▶ [WHAT TO DO]
Return the part of the passage on Arizona charter schools from "But over three" to "conduct charter-school evaluations.", copied word for word.

Nepotism is widespread in Arizona and Michigan charter schools. One example is NFL-YET Academy, a 620-student elementary school in Phoenix. The school's founder and chief executive is Armando Ruiz, a former state senator and adviser to former Gov. Fife Symington. His twin brother, Fernando, is the school's budget director; his younger brother Reyes is the school's "spiritual development" director; his mother, Estella, is an administrator; his father, Reyes Sr., is a school carpenter; his sister, Rebecca, is a teacher. While the family-run model is ideal for many small businesses, the potential for abuse in public contracting is obvious; the law in Arizona bans nepotism in regular public schools but not in charter schools.

Such problems have multiplied in the absence of rigorous oversight. "We have not found a single [state] with a well-formed plan for dealing with problem schools or outright failures," write conservative education expert Chester Finn Jr. and his coauthors in their 1997 report, "Charter Schools in Action." Local school systems have largely sidestepped the task of monitoring the 50 or so charter schools they sponsor in Arizona. Window Rock, for instance, hasn't assigned any staff to keep tabs on the dozen schools it has chartered, the closest of which is 400 miles away. Window Rock's new school superintendent, Paul Hanley, did move to close four schools last fall, including two run by Reed Gaddie, who in 1989 was sentenced to jail on a drug paraphernalia charge. One of Gaddie's schools, Community Campus, had no building and was conducting classes in a park; the other, the Arizona Career and Technology High School, on one occasion last fall resorted to "locking down" students in their classrooms with custodians and construction workers patrolling the halls to keep order.

State chartering boards haven't been eager to crack down on abuses, either. Last year's evaluation of Arizona's charter schools was conducted by the staff of Lisa Graham Keegan, Arizona's elected state superintendent of schools, after Keegan's office began receiving many complaints about the schools. But Keegan's department didn't make the evaluation's troubling findings public until nearly a year later--after the state school board association lawyer filed a freedom-of-information request, and after Keegan's top charter-school aide removed evaluators' handwritten notes on their school visits, as allowed by law. Says Keegan about the evaluators' report: "I would prefer that everything [the monitors] saw was wonderful. But if it wasn't, OK. In the main, I'm pleased, far and away, with the quality of the public charter schools. . . . How much monitoring do you think is going on in the traditional system?"

Two governor-appointed boards that grant charters in Arizona, the State Board of Education and the State Board for Charter Schools, also declined to take action against many schools discovered during the evaluation to have serious educational problems. The boards, dominated by free-market advocates, revoked two charters in the wake of the evaluation, including that of Alan Wright, a past superintendent of education at the Arizona Department of Juvenile Corrections, who recruited many students from the state's youth justice system to his 12 Success charter schools. The state said Wright failed to serve special-education students and committed other transgressions, which he denied. (A state court recently reinstated Wright's charter on due-process grounds, though the Success schools have shut down.)

But over three dozen schools in last year's evaluation of Arizona's charters that were identified as having education programs bad enough to close were left alone on the grounds that they weren't physically endangering students or defrauding taxpayers. The systematic evaluation of the charter schools by Keegan's staff ended last fall, halted by the heads of the two charter boards and Keegan, a former speech pathologist who entered the Arizona legislature at age 30 and coauthored the state's charter law after failing to push through voucher legislation. Through a spokesperson, they say that the Arizona Department of Education is not required by law to conduct charter-school evaluations.

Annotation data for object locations

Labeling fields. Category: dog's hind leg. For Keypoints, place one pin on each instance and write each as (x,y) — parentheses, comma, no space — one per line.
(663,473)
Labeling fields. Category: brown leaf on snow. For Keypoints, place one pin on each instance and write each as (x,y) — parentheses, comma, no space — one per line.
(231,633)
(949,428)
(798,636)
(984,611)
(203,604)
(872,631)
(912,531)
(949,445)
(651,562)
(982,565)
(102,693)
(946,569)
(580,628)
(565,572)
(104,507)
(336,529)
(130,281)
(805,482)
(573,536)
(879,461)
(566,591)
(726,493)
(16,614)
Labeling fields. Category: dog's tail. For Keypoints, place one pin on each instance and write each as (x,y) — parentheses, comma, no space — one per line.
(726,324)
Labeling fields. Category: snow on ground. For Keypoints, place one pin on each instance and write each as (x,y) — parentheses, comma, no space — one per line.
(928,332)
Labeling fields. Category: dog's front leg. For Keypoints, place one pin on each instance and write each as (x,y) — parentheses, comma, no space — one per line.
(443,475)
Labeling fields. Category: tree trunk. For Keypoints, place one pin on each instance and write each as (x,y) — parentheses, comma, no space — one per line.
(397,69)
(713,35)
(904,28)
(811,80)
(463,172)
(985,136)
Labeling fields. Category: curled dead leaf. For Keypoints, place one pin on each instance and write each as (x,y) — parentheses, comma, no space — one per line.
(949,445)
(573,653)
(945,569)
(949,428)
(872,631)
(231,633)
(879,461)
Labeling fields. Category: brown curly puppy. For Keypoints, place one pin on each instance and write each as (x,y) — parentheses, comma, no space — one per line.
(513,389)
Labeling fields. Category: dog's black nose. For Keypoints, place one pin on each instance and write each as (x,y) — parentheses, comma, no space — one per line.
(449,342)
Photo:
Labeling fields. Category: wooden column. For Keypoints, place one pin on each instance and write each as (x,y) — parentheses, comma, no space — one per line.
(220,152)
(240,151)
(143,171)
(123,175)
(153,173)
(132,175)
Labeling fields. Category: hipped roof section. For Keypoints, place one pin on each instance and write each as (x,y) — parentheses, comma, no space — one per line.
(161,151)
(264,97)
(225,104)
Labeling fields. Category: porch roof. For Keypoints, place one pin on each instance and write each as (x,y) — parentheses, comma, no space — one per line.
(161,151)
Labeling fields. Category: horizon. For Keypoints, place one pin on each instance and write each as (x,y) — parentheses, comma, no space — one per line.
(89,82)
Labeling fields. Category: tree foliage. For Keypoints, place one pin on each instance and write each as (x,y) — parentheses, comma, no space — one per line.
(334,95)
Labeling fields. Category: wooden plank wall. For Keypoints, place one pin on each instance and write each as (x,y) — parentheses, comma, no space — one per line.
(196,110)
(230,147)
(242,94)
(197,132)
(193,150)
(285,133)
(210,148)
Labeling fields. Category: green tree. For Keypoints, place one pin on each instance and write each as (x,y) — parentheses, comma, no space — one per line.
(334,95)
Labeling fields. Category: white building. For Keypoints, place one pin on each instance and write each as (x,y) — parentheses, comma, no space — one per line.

▶ [TASK RESPONSE]
But over three dozen schools in last year's evaluation of Arizona's charters that were identified as having education programs bad enough to close were left alone on the grounds that they weren't physically endangering students or defrauding taxpayers. The systematic evaluation of the charter schools by Keegan's staff ended last fall, halted by the heads of the two charter boards and Keegan, a former speech pathologist who entered the Arizona legislature at age 30 and coauthored the state's charter law after failing to push through voucher legislation. Through a spokesperson, they say that the Arizona Department of Education is not required by law to conduct charter-school evaluations.